> Stored records:
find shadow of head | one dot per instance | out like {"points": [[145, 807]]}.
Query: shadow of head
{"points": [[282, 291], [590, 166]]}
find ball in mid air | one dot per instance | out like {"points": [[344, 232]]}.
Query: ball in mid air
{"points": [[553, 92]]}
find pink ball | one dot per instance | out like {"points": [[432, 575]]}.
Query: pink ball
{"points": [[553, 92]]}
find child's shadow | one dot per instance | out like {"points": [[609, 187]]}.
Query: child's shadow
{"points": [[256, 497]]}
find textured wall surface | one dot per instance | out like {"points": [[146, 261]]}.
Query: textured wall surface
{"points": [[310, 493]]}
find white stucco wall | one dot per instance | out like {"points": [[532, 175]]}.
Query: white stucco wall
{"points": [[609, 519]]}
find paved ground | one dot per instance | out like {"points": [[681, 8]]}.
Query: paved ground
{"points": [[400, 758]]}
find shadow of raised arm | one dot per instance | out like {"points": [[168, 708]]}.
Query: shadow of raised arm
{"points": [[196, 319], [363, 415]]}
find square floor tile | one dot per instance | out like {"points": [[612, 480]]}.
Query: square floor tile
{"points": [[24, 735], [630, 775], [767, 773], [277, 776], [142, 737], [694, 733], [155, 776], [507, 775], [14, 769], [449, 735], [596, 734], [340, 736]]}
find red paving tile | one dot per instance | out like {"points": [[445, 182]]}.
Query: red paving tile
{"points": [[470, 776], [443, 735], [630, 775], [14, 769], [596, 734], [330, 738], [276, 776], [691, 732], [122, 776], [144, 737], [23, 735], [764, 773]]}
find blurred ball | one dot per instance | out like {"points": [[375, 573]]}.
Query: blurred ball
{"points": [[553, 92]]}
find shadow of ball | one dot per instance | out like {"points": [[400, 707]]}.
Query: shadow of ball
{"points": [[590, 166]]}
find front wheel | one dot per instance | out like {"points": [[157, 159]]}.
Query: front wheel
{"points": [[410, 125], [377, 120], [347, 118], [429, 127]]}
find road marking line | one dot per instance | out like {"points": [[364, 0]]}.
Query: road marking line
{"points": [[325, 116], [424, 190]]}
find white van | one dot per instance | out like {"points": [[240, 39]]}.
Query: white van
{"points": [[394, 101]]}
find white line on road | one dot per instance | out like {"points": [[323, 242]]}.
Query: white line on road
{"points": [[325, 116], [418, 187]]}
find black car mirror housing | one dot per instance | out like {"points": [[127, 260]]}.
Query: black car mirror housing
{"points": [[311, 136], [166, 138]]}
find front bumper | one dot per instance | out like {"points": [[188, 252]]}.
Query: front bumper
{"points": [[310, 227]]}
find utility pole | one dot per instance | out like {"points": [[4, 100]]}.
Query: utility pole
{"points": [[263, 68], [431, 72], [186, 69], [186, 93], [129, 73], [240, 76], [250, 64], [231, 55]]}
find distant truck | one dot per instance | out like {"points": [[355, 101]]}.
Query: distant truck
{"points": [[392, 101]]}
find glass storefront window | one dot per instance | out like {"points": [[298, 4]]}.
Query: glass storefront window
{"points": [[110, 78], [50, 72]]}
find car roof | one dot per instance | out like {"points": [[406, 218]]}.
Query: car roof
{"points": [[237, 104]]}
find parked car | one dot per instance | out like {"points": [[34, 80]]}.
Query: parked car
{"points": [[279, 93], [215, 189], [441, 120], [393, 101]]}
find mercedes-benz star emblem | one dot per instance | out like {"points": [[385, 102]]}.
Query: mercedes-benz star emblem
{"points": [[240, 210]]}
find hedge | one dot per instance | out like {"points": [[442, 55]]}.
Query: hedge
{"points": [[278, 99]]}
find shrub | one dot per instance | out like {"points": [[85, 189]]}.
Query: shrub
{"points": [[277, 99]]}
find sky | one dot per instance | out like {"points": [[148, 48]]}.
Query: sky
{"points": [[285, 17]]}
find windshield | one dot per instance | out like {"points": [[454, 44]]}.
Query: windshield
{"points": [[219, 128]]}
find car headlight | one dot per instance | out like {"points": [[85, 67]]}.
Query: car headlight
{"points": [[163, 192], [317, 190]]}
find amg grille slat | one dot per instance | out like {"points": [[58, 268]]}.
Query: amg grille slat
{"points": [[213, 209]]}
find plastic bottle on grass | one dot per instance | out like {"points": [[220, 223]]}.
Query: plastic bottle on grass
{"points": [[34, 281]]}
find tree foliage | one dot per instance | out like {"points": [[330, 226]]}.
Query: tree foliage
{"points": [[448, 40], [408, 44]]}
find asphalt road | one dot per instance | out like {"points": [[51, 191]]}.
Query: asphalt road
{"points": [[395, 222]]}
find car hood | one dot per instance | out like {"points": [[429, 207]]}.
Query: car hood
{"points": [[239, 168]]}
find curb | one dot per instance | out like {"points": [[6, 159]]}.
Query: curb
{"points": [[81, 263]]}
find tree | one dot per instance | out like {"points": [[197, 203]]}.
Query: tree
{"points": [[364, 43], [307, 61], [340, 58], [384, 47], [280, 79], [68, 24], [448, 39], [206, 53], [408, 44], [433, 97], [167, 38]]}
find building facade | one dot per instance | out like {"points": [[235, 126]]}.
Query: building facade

> Set problem: Copy the data from the line that has "find car hood" through the end, substituting "a single dot for each instance" for "one dot per instance" and leaving everything else unchanged.

> Complete answer:
find car hood | a single dot for each instance | out like {"points": [[429, 207]]}.
Query: car hood
{"points": [[239, 168]]}
find curb | a single dot for each instance | out like {"points": [[6, 159]]}.
Query: curb
{"points": [[81, 263]]}
find tree | a single dot for each instance | out like {"points": [[197, 203]]}.
Query: tree
{"points": [[364, 43], [307, 61], [340, 58], [384, 47], [280, 79], [68, 24], [448, 39], [206, 53], [408, 44], [433, 97], [167, 38]]}
find building facade | a single dot for each instance | out like {"points": [[235, 126]]}.
Query: building facade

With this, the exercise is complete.